▸ Task requirements
Starting at the beginning of the material and ending at the line that contains "[9,184,158,212]", write those lines out again with every "lake" changed to "pond" and nothing else altered. Leave the pictures out.

▸ Supplied data

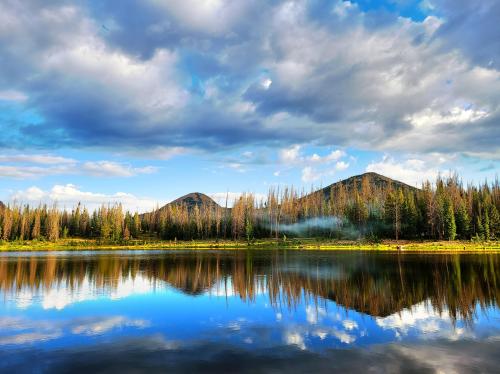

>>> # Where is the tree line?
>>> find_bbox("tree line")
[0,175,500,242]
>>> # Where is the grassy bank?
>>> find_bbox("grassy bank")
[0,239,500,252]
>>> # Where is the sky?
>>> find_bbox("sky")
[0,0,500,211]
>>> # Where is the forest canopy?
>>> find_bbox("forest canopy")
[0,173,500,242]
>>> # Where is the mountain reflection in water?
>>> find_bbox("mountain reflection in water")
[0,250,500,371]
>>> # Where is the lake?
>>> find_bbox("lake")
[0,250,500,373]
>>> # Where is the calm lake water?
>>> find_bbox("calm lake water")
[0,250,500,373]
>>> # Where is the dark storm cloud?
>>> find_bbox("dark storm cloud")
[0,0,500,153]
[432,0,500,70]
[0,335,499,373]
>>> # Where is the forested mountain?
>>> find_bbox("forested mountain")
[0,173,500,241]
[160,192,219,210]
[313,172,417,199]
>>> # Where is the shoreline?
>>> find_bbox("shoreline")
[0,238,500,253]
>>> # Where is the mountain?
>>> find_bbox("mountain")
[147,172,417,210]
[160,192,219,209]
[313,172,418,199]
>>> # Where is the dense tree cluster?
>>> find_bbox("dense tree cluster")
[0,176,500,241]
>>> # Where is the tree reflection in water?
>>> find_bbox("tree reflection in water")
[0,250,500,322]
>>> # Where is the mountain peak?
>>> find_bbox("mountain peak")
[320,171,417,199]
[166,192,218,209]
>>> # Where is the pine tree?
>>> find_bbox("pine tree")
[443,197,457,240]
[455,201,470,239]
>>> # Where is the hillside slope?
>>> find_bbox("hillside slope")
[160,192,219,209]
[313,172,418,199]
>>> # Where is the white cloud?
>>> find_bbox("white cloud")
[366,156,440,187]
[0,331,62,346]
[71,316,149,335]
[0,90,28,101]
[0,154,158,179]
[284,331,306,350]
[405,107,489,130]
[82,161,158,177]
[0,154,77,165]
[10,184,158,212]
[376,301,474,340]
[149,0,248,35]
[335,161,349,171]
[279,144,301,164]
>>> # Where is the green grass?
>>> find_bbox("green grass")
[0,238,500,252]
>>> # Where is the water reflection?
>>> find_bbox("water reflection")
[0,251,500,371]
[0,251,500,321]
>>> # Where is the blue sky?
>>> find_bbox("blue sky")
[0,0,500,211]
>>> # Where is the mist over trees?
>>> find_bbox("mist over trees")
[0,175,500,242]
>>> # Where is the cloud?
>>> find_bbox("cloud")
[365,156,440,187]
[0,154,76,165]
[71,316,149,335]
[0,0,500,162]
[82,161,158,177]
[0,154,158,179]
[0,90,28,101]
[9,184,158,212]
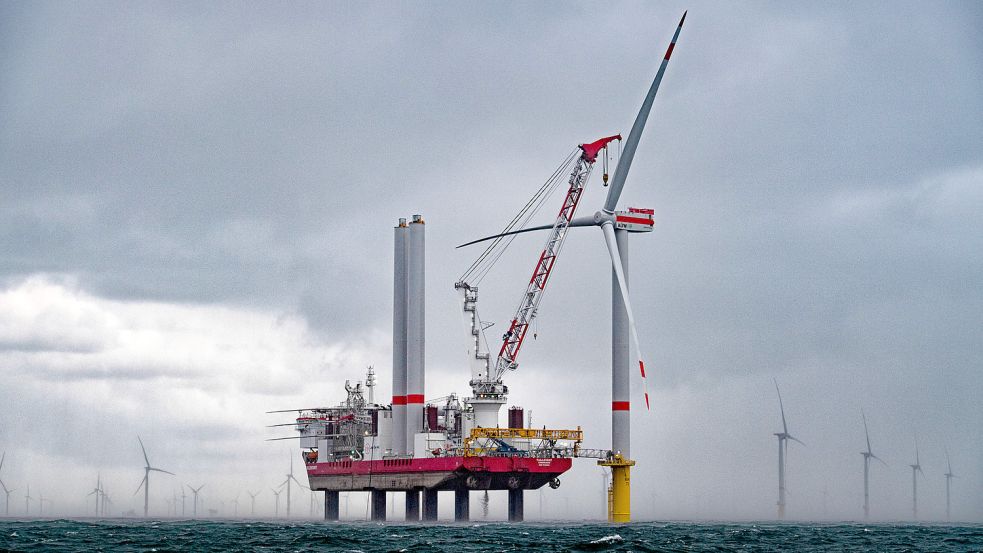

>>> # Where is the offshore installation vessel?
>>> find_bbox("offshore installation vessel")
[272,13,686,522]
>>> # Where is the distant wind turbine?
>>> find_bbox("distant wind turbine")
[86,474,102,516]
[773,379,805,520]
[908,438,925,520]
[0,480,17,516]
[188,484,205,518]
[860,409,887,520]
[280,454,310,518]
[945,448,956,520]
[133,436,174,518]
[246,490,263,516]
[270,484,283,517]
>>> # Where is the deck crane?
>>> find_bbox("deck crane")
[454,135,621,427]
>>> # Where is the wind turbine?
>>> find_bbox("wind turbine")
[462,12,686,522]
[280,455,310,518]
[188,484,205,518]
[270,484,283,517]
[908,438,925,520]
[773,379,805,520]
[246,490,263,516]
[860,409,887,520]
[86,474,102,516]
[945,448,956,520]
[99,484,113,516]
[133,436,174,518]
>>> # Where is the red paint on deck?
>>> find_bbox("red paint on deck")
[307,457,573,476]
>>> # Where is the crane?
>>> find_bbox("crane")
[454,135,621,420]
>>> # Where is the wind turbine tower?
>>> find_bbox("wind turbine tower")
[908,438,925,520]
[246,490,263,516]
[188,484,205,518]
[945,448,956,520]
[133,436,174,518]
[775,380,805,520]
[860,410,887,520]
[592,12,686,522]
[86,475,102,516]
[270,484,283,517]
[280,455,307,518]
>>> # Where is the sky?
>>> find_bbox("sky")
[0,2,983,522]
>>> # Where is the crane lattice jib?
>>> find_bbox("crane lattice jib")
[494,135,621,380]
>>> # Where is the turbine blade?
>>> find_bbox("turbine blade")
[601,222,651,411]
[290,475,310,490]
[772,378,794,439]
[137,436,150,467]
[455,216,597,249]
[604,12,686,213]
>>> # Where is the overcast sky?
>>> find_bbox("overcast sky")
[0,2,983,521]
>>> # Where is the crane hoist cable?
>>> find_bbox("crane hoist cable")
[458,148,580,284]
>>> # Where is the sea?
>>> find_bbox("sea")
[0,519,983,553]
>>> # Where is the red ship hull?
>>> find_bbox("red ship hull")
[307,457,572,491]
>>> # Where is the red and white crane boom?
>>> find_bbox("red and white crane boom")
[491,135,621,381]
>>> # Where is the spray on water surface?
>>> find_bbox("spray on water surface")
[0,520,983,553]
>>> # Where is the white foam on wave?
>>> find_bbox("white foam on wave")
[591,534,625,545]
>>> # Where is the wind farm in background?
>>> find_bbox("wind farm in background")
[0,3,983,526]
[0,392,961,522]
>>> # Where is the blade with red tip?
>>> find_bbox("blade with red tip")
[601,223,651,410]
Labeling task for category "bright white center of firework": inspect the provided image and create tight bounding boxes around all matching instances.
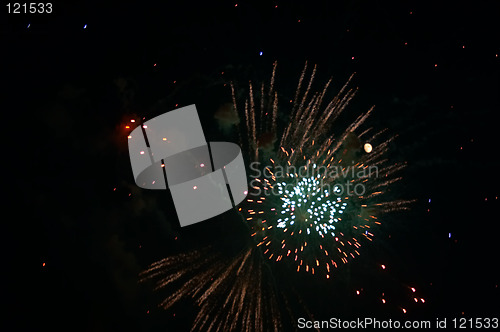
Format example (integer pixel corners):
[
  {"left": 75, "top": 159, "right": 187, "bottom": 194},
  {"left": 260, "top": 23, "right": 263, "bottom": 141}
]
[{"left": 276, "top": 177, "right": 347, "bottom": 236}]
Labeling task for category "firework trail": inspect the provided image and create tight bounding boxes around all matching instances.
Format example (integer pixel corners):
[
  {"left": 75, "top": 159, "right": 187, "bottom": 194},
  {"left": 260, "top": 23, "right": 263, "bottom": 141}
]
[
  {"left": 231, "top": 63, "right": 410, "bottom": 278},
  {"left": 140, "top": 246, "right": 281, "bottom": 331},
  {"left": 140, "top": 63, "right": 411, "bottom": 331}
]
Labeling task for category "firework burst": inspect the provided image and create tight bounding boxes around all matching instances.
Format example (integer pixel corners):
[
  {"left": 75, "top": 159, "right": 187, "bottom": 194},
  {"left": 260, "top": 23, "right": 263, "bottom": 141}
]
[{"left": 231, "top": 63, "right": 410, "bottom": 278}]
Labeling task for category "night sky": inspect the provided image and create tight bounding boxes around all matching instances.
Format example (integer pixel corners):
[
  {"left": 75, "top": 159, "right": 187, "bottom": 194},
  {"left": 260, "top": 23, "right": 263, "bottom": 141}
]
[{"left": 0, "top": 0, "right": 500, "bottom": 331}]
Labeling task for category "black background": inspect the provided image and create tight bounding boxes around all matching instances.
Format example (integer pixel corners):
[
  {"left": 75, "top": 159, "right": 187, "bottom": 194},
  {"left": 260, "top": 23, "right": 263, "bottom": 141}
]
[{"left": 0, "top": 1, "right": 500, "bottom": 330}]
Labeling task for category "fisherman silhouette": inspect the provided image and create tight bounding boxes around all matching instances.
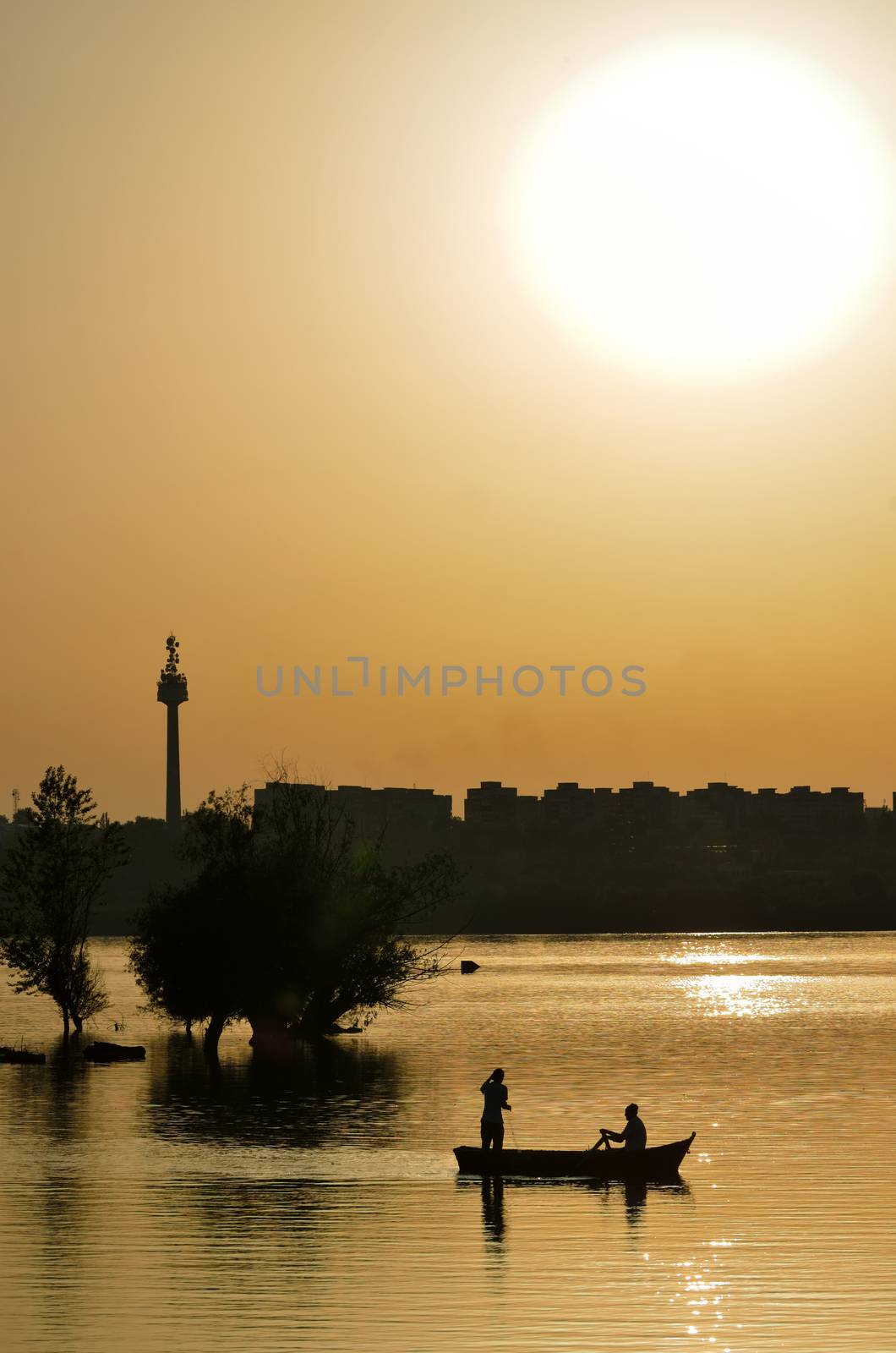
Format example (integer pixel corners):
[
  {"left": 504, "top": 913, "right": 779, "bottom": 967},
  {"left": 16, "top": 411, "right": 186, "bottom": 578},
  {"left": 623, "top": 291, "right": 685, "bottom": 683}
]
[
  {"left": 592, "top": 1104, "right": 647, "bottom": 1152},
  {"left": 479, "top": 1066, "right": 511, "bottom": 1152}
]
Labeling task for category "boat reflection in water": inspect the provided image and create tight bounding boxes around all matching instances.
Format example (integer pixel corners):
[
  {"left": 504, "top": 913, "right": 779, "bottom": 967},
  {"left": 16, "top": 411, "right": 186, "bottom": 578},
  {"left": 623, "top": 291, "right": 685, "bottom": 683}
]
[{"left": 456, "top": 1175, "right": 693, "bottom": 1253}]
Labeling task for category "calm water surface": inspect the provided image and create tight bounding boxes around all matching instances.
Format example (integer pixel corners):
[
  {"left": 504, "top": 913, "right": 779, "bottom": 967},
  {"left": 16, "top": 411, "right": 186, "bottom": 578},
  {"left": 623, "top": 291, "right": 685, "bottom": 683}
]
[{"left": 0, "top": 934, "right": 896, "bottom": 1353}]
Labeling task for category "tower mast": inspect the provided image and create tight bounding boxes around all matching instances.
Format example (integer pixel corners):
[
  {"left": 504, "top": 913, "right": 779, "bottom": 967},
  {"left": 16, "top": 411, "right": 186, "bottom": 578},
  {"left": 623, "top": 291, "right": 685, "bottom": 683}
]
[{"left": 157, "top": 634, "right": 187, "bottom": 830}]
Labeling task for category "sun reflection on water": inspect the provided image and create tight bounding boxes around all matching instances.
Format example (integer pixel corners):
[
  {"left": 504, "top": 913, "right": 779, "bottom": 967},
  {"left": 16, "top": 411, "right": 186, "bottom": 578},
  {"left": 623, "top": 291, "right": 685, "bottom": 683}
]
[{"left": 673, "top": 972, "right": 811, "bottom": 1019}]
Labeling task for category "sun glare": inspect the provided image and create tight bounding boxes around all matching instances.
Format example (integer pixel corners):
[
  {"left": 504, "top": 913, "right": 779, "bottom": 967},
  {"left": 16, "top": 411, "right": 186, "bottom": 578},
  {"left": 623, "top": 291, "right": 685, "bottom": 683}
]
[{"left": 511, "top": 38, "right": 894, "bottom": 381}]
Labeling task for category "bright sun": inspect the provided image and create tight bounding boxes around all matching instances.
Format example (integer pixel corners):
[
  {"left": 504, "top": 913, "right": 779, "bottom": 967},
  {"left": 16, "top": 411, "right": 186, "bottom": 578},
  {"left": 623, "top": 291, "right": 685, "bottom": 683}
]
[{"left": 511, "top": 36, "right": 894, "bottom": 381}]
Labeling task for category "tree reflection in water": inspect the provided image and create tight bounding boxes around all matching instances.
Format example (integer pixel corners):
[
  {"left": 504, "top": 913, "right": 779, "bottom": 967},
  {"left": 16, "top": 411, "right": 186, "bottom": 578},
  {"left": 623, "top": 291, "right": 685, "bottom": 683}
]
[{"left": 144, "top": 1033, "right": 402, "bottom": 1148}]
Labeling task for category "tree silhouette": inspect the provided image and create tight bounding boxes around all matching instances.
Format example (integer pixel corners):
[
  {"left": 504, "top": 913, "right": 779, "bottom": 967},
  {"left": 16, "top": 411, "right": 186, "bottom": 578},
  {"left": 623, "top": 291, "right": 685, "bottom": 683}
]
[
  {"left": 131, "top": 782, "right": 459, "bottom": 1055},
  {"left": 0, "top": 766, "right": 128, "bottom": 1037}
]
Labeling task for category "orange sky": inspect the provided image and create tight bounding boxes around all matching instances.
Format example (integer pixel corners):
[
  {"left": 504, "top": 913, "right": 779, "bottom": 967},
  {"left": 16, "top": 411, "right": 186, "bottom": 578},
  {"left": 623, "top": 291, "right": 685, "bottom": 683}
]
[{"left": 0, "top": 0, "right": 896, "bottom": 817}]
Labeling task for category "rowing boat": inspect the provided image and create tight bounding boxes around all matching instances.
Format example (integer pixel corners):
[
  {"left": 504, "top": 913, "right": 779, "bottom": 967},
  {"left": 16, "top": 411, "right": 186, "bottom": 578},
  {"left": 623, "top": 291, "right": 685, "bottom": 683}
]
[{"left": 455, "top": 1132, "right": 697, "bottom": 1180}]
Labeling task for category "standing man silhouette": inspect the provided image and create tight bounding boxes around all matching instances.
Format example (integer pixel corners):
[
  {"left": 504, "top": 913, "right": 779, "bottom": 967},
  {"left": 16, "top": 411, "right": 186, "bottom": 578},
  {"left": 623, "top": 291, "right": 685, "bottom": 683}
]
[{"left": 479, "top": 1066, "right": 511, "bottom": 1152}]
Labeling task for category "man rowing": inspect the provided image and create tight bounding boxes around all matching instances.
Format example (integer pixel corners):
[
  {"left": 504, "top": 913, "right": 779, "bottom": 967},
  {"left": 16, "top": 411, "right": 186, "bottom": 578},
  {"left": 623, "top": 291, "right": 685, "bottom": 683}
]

▸ Expected answer
>>> # Where is the tree line?
>>> find_bbox("tree line")
[0,175,500,242]
>>> # Where is the grassy bank?
>>> find_bbox("grassy bank")
[0,239,500,252]
>>> # Where is the sky?
>>> find_bbox("sky")
[0,0,500,211]
>>> # Where is the forest canopy?
>>> find_bbox("forest canopy")
[0,173,500,242]
>>> # Where is the mountain reflection in water?
>>> find_bbox("mountain reflection in water")
[0,250,500,371]
>>> # Where is the pond?
>>> find_bbox("pond")
[0,250,500,373]
>>> # Where is the calm pond water?
>>> find_bbox("calm pond water")
[0,250,500,373]
>>> # Where is the dark storm cloud?
>>> find_bbox("dark storm cloud")
[0,0,500,153]
[432,0,500,70]
[0,335,499,373]
>>> # Where is the forested mountain?
>>> find_bbox("forested mountain")
[0,173,500,241]
[160,192,219,210]
[313,172,417,199]
>>> # Where is the shoreline?
>>> find_bbox("shoreline")
[0,238,500,253]
>>> # Where is the mountain?
>>> find_bbox("mountain")
[147,172,417,210]
[160,192,219,209]
[313,172,418,199]
>>> # Where is the dense tree cluster?
>>> find_bbox("dense tree cluster")
[0,176,500,241]
>>> # Where is the tree reflection in water?
>>> find_bbox("tree reflection in water")
[0,250,500,322]
>>> # Where is the mountain peak?
>>> find_bbox("mountain peak")
[320,171,417,199]
[166,192,218,209]
>>> # Where is the pine tree?
>>> find_bbox("pine tree")
[443,197,457,240]
[455,201,470,239]
>>> # Where is the hillside slope?
>>> find_bbox("hillside slope")
[160,192,219,209]
[313,172,418,199]
>>> # Where is the white cloud?
>>> find_bbox("white cloud")
[366,156,440,187]
[0,331,62,346]
[71,316,149,335]
[0,90,28,101]
[0,154,158,179]
[284,331,306,350]
[405,107,489,130]
[82,161,158,177]
[0,154,77,165]
[10,184,158,212]
[376,301,474,340]
[149,0,248,35]
[335,161,349,171]
[279,144,301,164]
>>> # Where is the green grass?
>>> find_bbox("green grass")
[0,238,500,252]
>>> # Where is the water reflection?
>>> find_bbox("water reflection")
[0,251,500,371]
[0,251,500,321]
>>> # Where is the blue sky?
>>> find_bbox("blue sky")
[0,0,500,211]
>>> # Where is the mist over trees?
>>> find_bbox("mist over trees")
[0,175,500,242]
>>> # Where is the cloud?
>>> find_bbox("cloud")
[365,156,440,187]
[0,154,76,165]
[71,316,149,335]
[0,0,500,162]
[82,161,158,177]
[0,154,158,179]
[0,90,28,101]
[9,184,158,212]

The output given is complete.